** start Data for this exercise **
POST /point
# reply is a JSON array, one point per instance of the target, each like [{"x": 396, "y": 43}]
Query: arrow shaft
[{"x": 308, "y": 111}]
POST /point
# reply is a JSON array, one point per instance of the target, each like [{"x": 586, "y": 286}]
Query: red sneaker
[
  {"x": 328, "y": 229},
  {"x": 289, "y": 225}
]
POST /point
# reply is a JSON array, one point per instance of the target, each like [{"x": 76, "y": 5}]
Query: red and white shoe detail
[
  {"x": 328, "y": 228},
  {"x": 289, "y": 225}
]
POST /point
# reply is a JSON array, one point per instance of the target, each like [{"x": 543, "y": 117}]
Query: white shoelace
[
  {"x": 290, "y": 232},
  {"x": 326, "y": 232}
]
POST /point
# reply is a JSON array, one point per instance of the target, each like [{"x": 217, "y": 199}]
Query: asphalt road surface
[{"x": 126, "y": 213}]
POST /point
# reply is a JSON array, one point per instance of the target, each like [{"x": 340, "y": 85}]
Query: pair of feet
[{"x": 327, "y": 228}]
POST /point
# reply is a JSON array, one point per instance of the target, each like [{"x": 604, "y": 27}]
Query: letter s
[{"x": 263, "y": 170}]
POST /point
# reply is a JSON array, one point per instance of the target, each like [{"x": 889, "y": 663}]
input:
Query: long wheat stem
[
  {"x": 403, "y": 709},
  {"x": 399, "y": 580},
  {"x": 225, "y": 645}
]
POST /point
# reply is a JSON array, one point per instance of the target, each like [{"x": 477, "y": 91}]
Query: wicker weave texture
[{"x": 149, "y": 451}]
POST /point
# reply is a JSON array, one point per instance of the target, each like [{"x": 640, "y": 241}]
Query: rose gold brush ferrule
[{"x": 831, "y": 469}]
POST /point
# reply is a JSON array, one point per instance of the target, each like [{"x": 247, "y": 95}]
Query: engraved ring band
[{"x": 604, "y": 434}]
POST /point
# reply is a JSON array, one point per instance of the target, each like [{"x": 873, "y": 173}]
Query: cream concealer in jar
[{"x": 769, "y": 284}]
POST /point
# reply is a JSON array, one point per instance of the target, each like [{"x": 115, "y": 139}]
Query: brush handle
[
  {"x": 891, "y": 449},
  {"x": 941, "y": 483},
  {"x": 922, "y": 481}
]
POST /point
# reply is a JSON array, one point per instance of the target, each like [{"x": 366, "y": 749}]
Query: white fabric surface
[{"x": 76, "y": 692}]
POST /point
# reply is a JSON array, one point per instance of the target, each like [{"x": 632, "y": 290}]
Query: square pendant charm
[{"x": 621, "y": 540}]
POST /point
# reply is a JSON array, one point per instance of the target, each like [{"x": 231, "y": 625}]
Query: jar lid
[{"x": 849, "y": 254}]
** end Data for this exercise **
> What this task involves: Return each line of the data exactly as written above.

> The answer:
POST /point
# reply is a JSON array, one point per instance of the target, each like [{"x": 396, "y": 43}]
Query: arrow shaft
[{"x": 308, "y": 111}]
POST /point
# reply is a JSON array, one point per instance of the target, each like [{"x": 586, "y": 286}]
Query: red sneaker
[
  {"x": 328, "y": 229},
  {"x": 289, "y": 225}
]
POST /point
# reply is a JSON array, one point per instance of the target, each like [{"x": 76, "y": 5}]
Query: red and white shoe detail
[
  {"x": 328, "y": 228},
  {"x": 289, "y": 225}
]
POST /point
# reply is a JSON array, one point per instance of the target, each like [{"x": 543, "y": 117}]
Query: white shoelace
[
  {"x": 290, "y": 232},
  {"x": 326, "y": 232}
]
POST /point
# reply is a JSON array, one point per instance of the target, each like [{"x": 217, "y": 199}]
Query: asphalt road surface
[{"x": 126, "y": 213}]
POST /point
# reply is a JSON array, one point per instance of the target, each like [{"x": 340, "y": 85}]
Query: pair of feet
[{"x": 327, "y": 228}]
POST /point
# reply is a JSON array, one point per instance of the target, each like [{"x": 604, "y": 27}]
Query: letter s
[{"x": 263, "y": 170}]
POST /point
# reply is a JSON array, one point per instance of the target, each like [{"x": 889, "y": 663}]
input:
Query: long wheat stem
[
  {"x": 403, "y": 709},
  {"x": 399, "y": 580},
  {"x": 225, "y": 645}
]
POST /point
# reply is a JSON array, one point per instance of the target, each like [{"x": 477, "y": 91}]
Query: wicker weave texture
[{"x": 149, "y": 451}]
POST /point
# reply is a JSON array, one point per instance of the target, each like [{"x": 640, "y": 241}]
Query: rose gold brush ferrule
[{"x": 831, "y": 469}]
POST /point
# reply is a JSON array, one point per instance of the target, each like [{"x": 247, "y": 95}]
Query: engraved ring band
[{"x": 604, "y": 434}]
POST /point
# reply is a JSON array, one point per instance of the target, each like [{"x": 873, "y": 173}]
Query: cream concealer in jar
[{"x": 769, "y": 284}]
POST /point
# reply is a JSON array, one point per instance of the target, each like [{"x": 115, "y": 139}]
Query: brush handle
[
  {"x": 891, "y": 449},
  {"x": 941, "y": 483},
  {"x": 922, "y": 481}
]
POST /point
# reply is a JSON array, one point per instance of the target, each like [{"x": 366, "y": 749}]
Query: white fabric surface
[{"x": 76, "y": 692}]
POST /point
# reply is a JSON array, one point per instance of the target, each like [{"x": 632, "y": 290}]
Query: square pendant charm
[{"x": 621, "y": 540}]
POST /point
# reply is a JSON array, one point per instance of the target, each like [{"x": 231, "y": 625}]
Query: jar lid
[{"x": 849, "y": 254}]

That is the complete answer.